:: Source records ::

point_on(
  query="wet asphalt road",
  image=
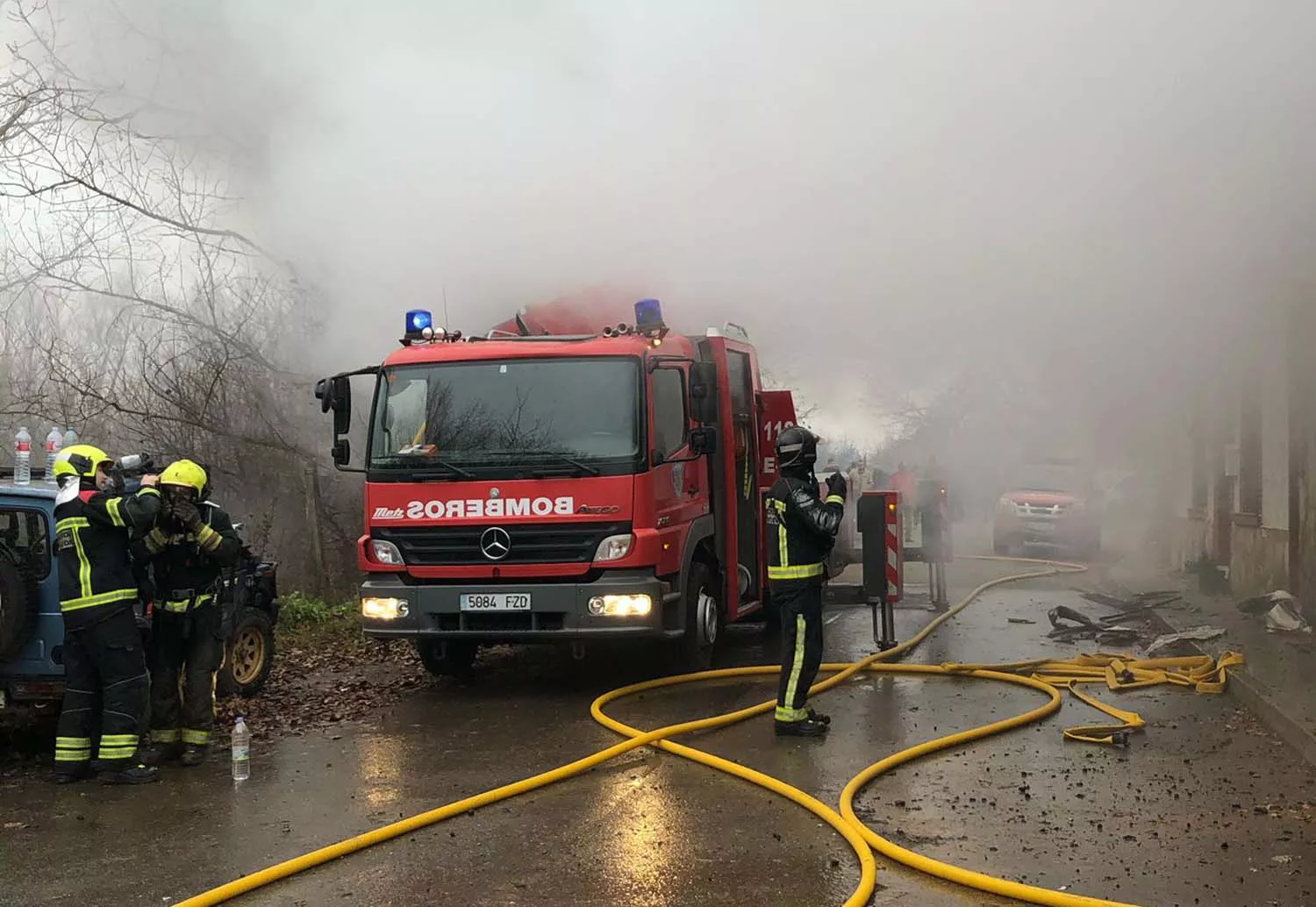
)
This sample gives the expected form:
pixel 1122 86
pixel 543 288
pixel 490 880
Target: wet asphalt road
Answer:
pixel 1205 809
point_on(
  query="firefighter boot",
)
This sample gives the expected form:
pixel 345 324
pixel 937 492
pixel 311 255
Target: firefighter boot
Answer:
pixel 71 775
pixel 134 775
pixel 810 727
pixel 161 753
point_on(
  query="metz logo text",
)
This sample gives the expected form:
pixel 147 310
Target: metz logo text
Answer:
pixel 476 509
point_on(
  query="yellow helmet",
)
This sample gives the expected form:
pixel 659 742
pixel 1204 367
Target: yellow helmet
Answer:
pixel 186 475
pixel 81 461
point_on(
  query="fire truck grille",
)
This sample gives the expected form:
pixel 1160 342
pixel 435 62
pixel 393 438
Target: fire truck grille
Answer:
pixel 560 543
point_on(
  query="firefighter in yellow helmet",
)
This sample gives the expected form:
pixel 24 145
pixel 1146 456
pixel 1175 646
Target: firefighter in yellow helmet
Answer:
pixel 104 662
pixel 187 551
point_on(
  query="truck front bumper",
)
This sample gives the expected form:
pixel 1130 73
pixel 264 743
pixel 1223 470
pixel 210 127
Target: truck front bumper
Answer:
pixel 558 611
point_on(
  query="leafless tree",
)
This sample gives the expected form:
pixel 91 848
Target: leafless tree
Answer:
pixel 133 310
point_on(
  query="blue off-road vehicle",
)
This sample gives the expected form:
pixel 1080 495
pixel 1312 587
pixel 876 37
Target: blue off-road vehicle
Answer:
pixel 32 630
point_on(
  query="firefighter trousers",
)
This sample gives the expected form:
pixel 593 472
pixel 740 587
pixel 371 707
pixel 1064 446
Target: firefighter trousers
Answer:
pixel 105 685
pixel 800 609
pixel 189 649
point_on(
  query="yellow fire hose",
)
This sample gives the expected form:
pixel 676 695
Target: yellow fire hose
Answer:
pixel 1045 675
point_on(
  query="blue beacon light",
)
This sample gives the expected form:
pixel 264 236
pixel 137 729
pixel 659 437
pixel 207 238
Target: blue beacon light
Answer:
pixel 418 320
pixel 647 313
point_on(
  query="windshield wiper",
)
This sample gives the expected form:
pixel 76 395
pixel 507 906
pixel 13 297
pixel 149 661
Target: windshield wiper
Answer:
pixel 569 461
pixel 424 470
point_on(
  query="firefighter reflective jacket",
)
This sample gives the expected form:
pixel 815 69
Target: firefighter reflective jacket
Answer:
pixel 92 536
pixel 184 567
pixel 800 530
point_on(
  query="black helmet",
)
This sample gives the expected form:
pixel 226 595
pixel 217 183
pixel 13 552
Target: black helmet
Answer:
pixel 797 447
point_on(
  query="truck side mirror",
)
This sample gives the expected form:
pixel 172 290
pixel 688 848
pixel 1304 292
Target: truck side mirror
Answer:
pixel 703 392
pixel 703 441
pixel 341 404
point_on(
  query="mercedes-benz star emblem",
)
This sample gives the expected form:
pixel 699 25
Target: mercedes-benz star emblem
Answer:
pixel 495 543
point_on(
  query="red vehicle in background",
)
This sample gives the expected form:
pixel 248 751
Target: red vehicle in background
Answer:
pixel 1055 504
pixel 563 480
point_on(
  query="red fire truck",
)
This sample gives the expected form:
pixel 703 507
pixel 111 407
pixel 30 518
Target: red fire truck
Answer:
pixel 558 482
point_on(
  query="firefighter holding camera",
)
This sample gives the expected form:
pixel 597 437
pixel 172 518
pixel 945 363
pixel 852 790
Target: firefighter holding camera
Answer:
pixel 187 551
pixel 104 664
pixel 802 531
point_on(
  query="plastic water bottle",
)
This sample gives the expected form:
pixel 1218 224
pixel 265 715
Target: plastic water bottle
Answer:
pixel 23 457
pixel 54 442
pixel 241 751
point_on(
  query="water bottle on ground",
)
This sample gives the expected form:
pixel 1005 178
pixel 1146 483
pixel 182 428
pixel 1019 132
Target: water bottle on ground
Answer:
pixel 241 751
pixel 23 457
pixel 54 442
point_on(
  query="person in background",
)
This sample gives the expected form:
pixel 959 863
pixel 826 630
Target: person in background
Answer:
pixel 191 544
pixel 97 591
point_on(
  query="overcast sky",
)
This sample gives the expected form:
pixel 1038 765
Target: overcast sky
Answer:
pixel 883 192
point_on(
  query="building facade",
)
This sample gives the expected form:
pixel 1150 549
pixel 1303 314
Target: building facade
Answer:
pixel 1245 498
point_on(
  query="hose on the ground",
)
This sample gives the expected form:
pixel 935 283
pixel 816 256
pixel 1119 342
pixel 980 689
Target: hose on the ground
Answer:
pixel 1044 675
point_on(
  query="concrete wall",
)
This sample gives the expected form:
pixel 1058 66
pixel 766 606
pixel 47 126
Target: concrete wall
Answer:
pixel 1260 561
pixel 1189 543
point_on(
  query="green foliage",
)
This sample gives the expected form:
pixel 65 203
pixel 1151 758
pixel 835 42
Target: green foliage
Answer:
pixel 299 611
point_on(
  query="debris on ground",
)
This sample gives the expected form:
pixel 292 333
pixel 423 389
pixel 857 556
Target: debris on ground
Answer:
pixel 315 683
pixel 1079 625
pixel 1194 635
pixel 1284 614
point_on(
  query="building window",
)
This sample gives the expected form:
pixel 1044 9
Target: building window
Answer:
pixel 1200 475
pixel 1249 450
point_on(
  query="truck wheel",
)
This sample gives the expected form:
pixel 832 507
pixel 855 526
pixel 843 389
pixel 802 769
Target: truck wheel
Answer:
pixel 247 657
pixel 447 657
pixel 13 610
pixel 694 651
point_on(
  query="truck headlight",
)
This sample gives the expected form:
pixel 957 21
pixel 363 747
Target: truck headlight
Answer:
pixel 620 606
pixel 613 548
pixel 384 609
pixel 386 552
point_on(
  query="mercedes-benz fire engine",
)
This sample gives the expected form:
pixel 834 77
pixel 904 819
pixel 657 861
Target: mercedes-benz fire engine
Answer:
pixel 554 482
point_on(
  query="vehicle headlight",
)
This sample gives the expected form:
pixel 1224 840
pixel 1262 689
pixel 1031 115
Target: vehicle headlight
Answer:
pixel 384 609
pixel 386 552
pixel 613 548
pixel 620 606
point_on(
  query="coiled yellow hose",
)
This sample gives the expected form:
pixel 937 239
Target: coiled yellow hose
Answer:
pixel 1044 678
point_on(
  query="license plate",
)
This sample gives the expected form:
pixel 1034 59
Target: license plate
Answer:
pixel 497 602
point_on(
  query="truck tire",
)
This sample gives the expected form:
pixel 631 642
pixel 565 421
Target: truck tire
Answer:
pixel 694 651
pixel 447 657
pixel 15 610
pixel 247 654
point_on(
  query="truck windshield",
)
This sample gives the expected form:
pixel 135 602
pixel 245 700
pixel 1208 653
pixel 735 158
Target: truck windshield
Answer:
pixel 1050 478
pixel 504 416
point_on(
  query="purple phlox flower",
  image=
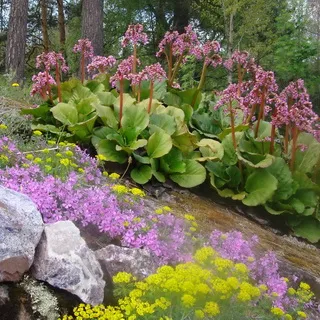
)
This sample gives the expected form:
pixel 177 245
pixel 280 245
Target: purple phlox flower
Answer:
pixel 40 83
pixel 50 61
pixel 154 72
pixel 135 35
pixel 124 70
pixel 101 64
pixel 84 46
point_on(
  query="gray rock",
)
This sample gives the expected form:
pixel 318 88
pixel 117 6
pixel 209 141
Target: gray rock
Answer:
pixel 64 260
pixel 21 227
pixel 4 294
pixel 116 259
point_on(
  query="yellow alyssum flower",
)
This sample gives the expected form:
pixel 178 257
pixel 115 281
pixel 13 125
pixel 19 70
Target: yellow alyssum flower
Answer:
pixel 137 192
pixel 211 308
pixel 114 176
pixel 188 300
pixel 120 189
pixel 277 311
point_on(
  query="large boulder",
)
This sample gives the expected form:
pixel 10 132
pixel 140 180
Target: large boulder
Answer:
pixel 138 262
pixel 64 260
pixel 21 227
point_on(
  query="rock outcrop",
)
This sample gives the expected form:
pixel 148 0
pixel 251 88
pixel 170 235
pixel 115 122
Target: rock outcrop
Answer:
pixel 138 262
pixel 21 227
pixel 64 260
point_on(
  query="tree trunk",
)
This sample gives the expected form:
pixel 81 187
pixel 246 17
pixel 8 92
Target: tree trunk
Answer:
pixel 181 15
pixel 44 24
pixel 16 43
pixel 92 24
pixel 62 29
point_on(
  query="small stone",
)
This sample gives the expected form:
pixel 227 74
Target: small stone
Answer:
pixel 21 227
pixel 64 260
pixel 138 262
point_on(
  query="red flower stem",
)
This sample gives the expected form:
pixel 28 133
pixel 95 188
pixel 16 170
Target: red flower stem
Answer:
pixel 82 68
pixel 295 134
pixel 150 96
pixel 48 86
pixel 58 82
pixel 121 102
pixel 261 113
pixel 232 126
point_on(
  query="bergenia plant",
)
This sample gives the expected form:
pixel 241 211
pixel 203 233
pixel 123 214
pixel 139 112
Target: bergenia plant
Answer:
pixel 56 61
pixel 84 47
pixel 294 111
pixel 124 71
pixel 134 35
pixel 177 46
pixel 41 85
pixel 153 73
pixel 101 64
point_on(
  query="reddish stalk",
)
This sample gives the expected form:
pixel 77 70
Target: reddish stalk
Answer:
pixel 121 101
pixel 58 82
pixel 295 134
pixel 150 96
pixel 48 86
pixel 232 126
pixel 261 112
pixel 82 68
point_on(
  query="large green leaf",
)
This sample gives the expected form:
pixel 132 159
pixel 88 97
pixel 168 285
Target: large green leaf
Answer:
pixel 309 229
pixel 230 156
pixel 210 149
pixel 260 186
pixel 135 119
pixel 108 149
pixel 159 144
pixel 141 174
pixel 306 160
pixel 173 162
pixel 162 121
pixel 194 175
pixel 280 170
pixel 66 113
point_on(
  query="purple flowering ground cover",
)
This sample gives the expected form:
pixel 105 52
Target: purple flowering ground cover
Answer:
pixel 67 184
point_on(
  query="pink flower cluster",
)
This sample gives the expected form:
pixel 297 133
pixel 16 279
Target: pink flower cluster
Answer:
pixel 180 44
pixel 124 70
pixel 238 57
pixel 293 106
pixel 50 61
pixel 101 64
pixel 134 35
pixel 41 81
pixel 84 46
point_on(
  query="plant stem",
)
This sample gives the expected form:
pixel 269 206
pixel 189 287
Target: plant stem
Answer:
pixel 82 68
pixel 58 82
pixel 121 102
pixel 273 135
pixel 150 96
pixel 261 112
pixel 232 126
pixel 295 134
pixel 203 76
pixel 175 70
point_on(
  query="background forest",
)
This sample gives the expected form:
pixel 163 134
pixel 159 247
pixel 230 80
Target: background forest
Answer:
pixel 282 35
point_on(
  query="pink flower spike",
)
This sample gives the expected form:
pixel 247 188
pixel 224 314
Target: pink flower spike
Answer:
pixel 101 64
pixel 134 35
pixel 84 46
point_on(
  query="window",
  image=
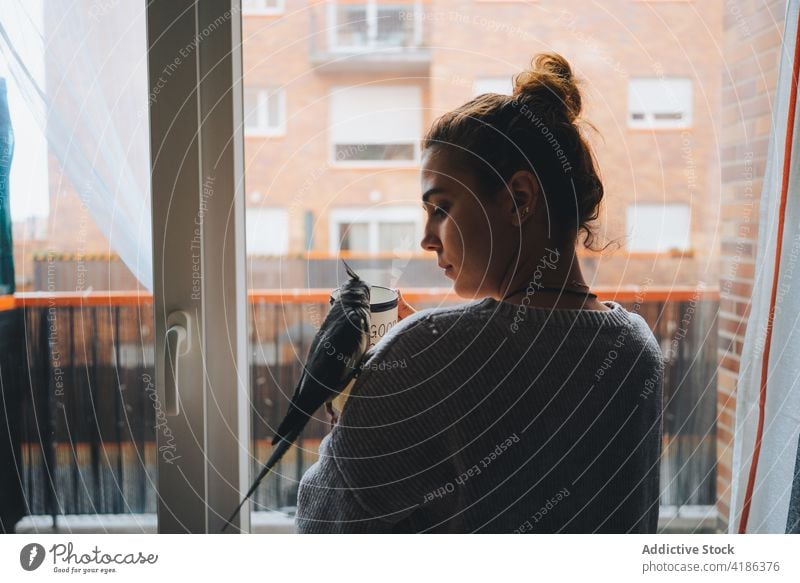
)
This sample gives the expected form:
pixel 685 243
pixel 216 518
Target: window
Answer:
pixel 376 124
pixel 375 229
pixel 367 24
pixel 267 231
pixel 659 102
pixel 659 227
pixel 256 7
pixel 354 236
pixel 502 85
pixel 264 111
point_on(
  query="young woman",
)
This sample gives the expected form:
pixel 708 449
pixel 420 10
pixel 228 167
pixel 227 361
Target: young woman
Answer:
pixel 532 408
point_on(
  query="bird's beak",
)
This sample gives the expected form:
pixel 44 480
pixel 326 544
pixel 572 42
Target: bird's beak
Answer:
pixel 350 272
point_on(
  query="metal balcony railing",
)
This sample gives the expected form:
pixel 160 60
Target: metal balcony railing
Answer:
pixel 81 370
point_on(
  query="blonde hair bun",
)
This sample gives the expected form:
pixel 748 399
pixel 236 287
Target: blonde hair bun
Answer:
pixel 549 85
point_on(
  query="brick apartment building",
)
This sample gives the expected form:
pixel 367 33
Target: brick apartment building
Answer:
pixel 338 93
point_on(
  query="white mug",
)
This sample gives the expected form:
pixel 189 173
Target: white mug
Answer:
pixel 383 316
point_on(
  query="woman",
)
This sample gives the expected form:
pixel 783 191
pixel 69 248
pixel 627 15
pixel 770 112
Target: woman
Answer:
pixel 532 408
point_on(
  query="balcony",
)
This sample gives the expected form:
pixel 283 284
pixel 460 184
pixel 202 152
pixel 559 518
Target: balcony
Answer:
pixel 94 453
pixel 368 36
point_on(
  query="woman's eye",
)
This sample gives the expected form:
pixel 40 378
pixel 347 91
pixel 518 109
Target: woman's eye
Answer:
pixel 436 211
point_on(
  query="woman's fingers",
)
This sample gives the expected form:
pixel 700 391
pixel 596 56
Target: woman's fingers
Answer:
pixel 403 308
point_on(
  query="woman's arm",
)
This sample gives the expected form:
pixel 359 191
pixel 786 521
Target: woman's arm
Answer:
pixel 387 452
pixel 327 504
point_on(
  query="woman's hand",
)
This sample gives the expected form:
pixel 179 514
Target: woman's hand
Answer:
pixel 403 309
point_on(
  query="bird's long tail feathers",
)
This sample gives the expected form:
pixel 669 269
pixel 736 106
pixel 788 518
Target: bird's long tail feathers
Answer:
pixel 282 448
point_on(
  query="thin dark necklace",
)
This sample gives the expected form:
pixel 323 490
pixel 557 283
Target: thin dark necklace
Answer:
pixel 553 289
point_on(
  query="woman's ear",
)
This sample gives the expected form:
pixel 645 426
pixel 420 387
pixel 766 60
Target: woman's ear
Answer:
pixel 524 189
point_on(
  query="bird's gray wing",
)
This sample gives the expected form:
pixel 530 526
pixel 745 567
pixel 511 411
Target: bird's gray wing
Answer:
pixel 324 371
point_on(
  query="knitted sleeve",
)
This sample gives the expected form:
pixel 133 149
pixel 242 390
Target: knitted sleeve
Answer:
pixel 386 454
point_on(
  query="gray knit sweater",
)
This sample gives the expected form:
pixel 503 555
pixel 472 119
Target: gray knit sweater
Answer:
pixel 492 417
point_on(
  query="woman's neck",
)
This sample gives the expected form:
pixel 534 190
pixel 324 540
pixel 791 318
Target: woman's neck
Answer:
pixel 551 278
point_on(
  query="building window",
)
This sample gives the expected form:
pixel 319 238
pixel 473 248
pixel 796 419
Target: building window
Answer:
pixel 264 111
pixel 370 24
pixel 375 229
pixel 502 85
pixel 659 227
pixel 660 102
pixel 267 231
pixel 263 6
pixel 375 125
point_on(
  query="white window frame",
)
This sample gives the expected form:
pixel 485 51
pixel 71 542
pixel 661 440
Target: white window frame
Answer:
pixel 494 81
pixel 649 121
pixel 252 221
pixel 415 142
pixel 664 225
pixel 263 129
pixel 372 216
pixel 265 10
pixel 373 41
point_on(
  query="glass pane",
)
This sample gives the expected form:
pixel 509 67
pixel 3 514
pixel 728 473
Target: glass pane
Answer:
pixel 79 193
pixel 274 109
pixel 354 237
pixel 356 106
pixel 351 25
pixel 251 108
pixel 396 236
pixel 353 152
pixel 394 27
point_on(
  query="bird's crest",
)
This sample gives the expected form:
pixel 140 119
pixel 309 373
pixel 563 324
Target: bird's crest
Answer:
pixel 350 272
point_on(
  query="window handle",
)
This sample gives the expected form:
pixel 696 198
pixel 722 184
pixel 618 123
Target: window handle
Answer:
pixel 177 346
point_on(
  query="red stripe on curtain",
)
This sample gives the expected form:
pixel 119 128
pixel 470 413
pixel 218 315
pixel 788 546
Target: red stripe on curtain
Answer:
pixel 762 396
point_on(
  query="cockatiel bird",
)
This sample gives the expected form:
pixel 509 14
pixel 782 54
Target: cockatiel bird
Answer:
pixel 332 363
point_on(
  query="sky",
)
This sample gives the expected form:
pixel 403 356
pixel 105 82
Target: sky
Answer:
pixel 28 182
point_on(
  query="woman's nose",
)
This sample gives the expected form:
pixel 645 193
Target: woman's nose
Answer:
pixel 430 242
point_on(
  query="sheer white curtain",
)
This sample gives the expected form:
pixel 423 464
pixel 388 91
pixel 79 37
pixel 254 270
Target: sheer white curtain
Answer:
pixel 765 496
pixel 91 103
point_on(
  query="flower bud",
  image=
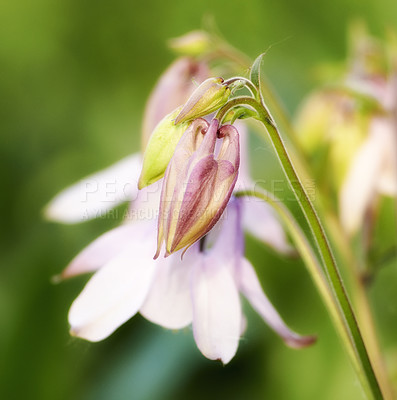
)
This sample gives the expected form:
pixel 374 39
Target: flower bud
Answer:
pixel 197 185
pixel 208 97
pixel 171 91
pixel 194 43
pixel 160 149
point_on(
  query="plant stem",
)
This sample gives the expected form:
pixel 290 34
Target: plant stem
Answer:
pixel 311 262
pixel 362 364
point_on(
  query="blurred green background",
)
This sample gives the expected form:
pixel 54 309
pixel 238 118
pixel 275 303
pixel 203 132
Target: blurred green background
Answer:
pixel 74 79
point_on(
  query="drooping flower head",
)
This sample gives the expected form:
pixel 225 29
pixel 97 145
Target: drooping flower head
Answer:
pixel 198 184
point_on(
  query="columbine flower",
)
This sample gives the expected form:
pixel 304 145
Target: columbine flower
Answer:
pixel 172 90
pixel 202 289
pixel 197 185
pixel 212 94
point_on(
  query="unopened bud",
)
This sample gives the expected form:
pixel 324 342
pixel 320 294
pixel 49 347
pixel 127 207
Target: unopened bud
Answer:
pixel 160 149
pixel 197 184
pixel 207 98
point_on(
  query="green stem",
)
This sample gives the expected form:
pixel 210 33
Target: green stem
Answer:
pixel 311 262
pixel 362 364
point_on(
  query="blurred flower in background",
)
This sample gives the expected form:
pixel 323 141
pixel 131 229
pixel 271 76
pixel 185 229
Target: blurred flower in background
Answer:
pixel 348 128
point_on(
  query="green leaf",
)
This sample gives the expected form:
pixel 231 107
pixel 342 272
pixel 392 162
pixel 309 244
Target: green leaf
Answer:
pixel 255 75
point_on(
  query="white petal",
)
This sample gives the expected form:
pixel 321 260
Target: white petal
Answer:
pixel 260 221
pixel 216 309
pixel 252 290
pixel 360 184
pixel 169 302
pixel 106 247
pixel 115 293
pixel 95 195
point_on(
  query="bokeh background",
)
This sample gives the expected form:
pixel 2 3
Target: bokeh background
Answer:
pixel 74 78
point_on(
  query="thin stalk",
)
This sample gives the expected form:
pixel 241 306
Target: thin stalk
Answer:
pixel 363 367
pixel 311 262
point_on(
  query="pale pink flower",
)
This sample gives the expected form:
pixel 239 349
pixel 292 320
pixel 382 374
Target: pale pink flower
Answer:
pixel 201 289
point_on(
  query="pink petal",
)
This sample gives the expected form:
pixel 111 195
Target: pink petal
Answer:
pixel 169 302
pixel 108 246
pixel 216 309
pixel 252 290
pixel 114 294
pixel 98 193
pixel 260 221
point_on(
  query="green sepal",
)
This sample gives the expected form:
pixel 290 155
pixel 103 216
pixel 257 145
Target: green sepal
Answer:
pixel 160 148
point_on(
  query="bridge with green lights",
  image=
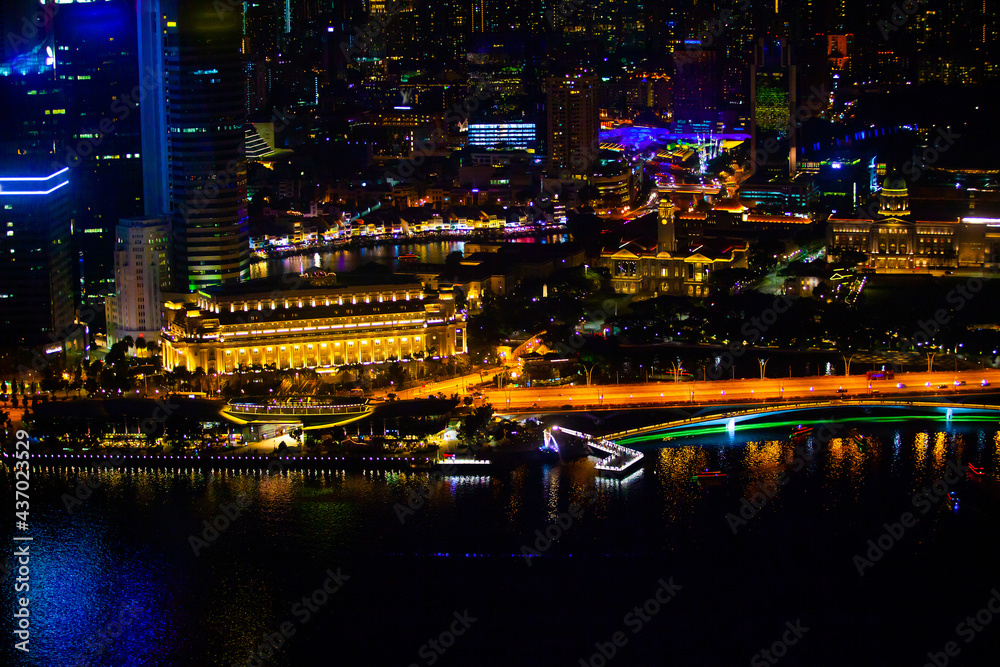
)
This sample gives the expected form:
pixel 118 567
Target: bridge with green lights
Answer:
pixel 735 420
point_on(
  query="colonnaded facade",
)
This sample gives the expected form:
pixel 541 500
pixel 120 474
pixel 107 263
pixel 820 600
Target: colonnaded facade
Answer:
pixel 310 324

:::

◆ Directions ◆
Starting at the first row and stopping after the line containing "pixel 161 753", write out the text again with "asphalt" replaced by "concrete" and everything else unchanged. Leave the pictures out of the answer.

◆ Full answer ◆
point_on(
  query="wet concrete road",
  image=
)
This sample gives the expected form:
pixel 1122 86
pixel 543 288
pixel 490 880
Target: wet concrete road
Answer:
pixel 1205 809
point_on(
  query="firefighter boot",
)
This sample gives the expected form:
pixel 345 324
pixel 937 492
pixel 311 255
Target: firefighter boot
Answer:
pixel 71 775
pixel 134 775
pixel 810 727
pixel 161 753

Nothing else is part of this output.